═════ PROVIDED TEXT ═════

Annual vs cumulative figures
Several headline-grabbing figures we’ve seen quoted in recent weeks have a curious thing in common—it’s not immediately clear whether they are an annual amount, or cover a number of years added together.
And in the case of at least three claims from the Conservatives, the figures are in fact cumulative totals for a number of years, even though often this isn’t apparent from the way they are quoted.
The Office for Statistics Regulation (OSR) has previously raised concerns about cumulative figures being quoted without it being clear that they cover multiple years.
One prominent example is the Conservatives’ claim that a Labour government would mean a £2,000 tax rise for every working family. As we’ve said before, that figure is unreliable—but it’s also an estimate of the additional tax families would supposedly pay cumulatively over the next four years under Labour, not every single year, as some might assume.

═════

#### OBJECTIVE
In the passage on annual versus cumulative figures, which body has previously raised concerns about cumulative figures being quoted without it being clear that they cover multiple years? Please answer briefly. The data that comes next is from a separate source.

═════ COLLECTED DATA ═════

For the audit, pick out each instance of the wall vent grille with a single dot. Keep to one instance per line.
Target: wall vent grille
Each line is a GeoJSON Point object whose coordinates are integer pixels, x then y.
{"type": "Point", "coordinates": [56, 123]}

═════

#### THE OUTPUT
The Office for Statistics Regulation (OSR).